_Extracted text_
--

The animal control workers and the visitors to the park have understood something the city ordinance and the park rangers do not. My dog running in the park is an innocuous and safe activity that improves my life, the dog's life, and is largely a joy to other park visitors.

While I am at the park, I pick up more dog waste than Josie leaves. I collect and throw litter away. Every couple of years I find a stray that has wandered away from home. I track down the owners and return the dog. One time I found and returned a wallet that had been stolen from a truck in the neighborhood. The owner didn’t even know it was missing. When teens rolled one of the trash barrels out onto the frozen lake, strewing garbage along the way, I recruited a couple of fire-fighters from the next door station. We retrieved the trash barrel and picked up the garbage.

Of course, the fact that my dog is well behaved does not make the law bad nor does it excuse me as a lawbreaker. What makes the law bad is that it worsens rather than betters the community. I have spent a lot of time researching human behavior, particularly in cities. We know a lot about what makes good, vibrant communities. One of the most important factors is that neighbors know each other, are aware of their surroundings, and take responsibility for the community. Parks can be marvelous places, but many towns have the problem that their parks are dangerous, particularly in off-hours. One of the major differences between a safe park and a dangerous one is community use. Crime and trouble avoid public view. When good people are near and watching, trouble moves away.

--

_Material shown_
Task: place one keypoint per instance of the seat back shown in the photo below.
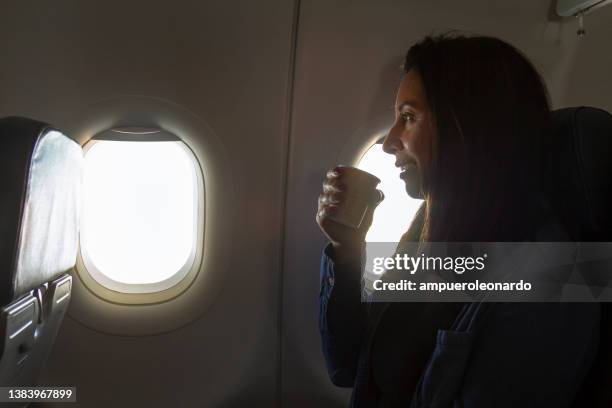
(40, 183)
(578, 176)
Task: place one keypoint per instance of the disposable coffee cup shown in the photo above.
(360, 187)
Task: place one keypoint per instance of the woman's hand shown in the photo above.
(346, 241)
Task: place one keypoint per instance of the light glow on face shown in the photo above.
(393, 216)
(139, 209)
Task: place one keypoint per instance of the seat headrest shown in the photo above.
(578, 173)
(40, 183)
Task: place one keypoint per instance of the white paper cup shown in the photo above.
(359, 190)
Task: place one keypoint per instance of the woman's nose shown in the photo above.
(392, 143)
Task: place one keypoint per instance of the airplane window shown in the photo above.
(138, 231)
(393, 216)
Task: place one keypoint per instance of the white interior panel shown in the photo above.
(267, 113)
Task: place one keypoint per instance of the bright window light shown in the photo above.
(139, 214)
(393, 216)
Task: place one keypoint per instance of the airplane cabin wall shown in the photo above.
(283, 126)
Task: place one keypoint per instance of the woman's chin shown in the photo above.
(413, 187)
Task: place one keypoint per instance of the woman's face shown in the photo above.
(410, 139)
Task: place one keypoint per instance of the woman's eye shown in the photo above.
(407, 118)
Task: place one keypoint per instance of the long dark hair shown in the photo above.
(490, 109)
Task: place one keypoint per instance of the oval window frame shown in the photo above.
(179, 282)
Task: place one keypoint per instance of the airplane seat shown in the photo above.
(40, 184)
(578, 177)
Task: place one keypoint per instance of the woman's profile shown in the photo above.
(470, 115)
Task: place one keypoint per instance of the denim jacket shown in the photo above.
(493, 355)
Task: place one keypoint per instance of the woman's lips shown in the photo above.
(407, 169)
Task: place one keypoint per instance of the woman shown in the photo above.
(469, 119)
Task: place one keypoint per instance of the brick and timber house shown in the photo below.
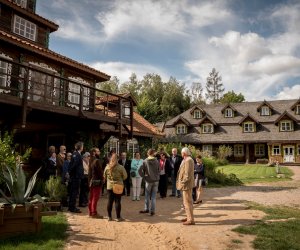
(49, 99)
(255, 130)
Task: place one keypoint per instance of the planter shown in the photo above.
(21, 221)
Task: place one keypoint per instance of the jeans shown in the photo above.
(136, 186)
(173, 179)
(151, 190)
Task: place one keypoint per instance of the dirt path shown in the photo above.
(223, 209)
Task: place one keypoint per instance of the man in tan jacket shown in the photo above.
(185, 182)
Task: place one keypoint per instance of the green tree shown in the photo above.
(214, 86)
(111, 86)
(232, 97)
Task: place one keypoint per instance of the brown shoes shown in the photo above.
(187, 223)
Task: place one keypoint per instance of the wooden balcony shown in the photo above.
(34, 88)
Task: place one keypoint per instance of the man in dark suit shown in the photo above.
(175, 161)
(76, 174)
(127, 165)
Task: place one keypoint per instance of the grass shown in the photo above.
(281, 235)
(255, 173)
(52, 236)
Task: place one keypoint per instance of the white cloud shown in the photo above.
(124, 70)
(289, 93)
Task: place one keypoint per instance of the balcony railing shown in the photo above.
(42, 88)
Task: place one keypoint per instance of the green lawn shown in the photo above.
(52, 236)
(255, 172)
(283, 235)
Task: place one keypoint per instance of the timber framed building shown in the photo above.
(255, 130)
(49, 99)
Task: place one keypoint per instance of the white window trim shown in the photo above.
(181, 129)
(199, 114)
(279, 149)
(265, 111)
(259, 149)
(27, 25)
(238, 150)
(207, 125)
(228, 112)
(22, 3)
(248, 123)
(286, 122)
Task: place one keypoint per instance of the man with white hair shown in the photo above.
(185, 182)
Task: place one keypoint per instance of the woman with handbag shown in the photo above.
(114, 174)
(136, 179)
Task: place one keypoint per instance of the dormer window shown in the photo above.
(286, 125)
(197, 114)
(181, 129)
(228, 112)
(248, 127)
(265, 111)
(297, 110)
(24, 28)
(22, 3)
(207, 128)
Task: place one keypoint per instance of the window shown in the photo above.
(286, 126)
(297, 110)
(238, 150)
(228, 113)
(197, 114)
(5, 72)
(181, 129)
(248, 127)
(22, 3)
(259, 149)
(207, 148)
(265, 110)
(207, 128)
(276, 150)
(132, 146)
(24, 28)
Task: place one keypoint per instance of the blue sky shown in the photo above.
(255, 45)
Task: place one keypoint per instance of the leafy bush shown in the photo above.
(55, 189)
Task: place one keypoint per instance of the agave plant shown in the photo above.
(15, 180)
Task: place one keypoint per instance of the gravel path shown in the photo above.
(223, 209)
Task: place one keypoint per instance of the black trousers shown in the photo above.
(163, 185)
(84, 190)
(111, 199)
(74, 190)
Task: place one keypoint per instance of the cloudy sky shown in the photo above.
(255, 45)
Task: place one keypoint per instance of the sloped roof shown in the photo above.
(53, 26)
(49, 54)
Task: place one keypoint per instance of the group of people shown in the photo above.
(88, 173)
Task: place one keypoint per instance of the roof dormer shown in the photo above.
(296, 107)
(207, 125)
(265, 108)
(197, 112)
(248, 123)
(228, 111)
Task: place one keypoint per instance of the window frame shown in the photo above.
(22, 3)
(27, 25)
(277, 150)
(181, 129)
(259, 150)
(265, 111)
(197, 111)
(228, 114)
(248, 123)
(206, 125)
(283, 128)
(238, 150)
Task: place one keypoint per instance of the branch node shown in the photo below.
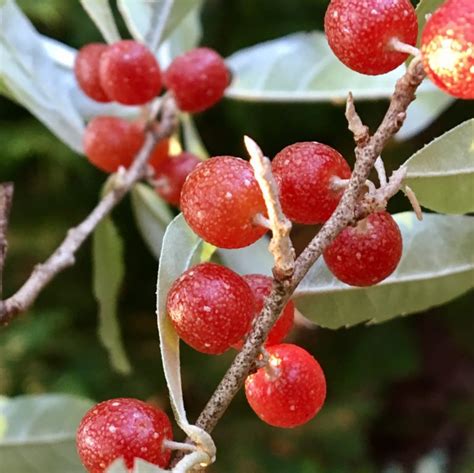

--

Reproduce the stretch of the passage about the dog in the park from "While I am at" through "up the garbage.". The entries can be set aside; they play no part in this work.

While I am at the park, I pick up more dog waste than Josie leaves. I collect and throw litter away. Every couple of years I find a stray that has wandered away from home. I track down the owners and return the dog. One time I found and returned a wallet that had been stolen from a truck in the neighborhood. The owner didn’t even know it was missing. When teens rolled one of the trash barrels out onto the frozen lake, strewing garbage along the way, I recruited a couple of fire-fighters from the next door station. We retrieved the trash barrel and picked up the garbage.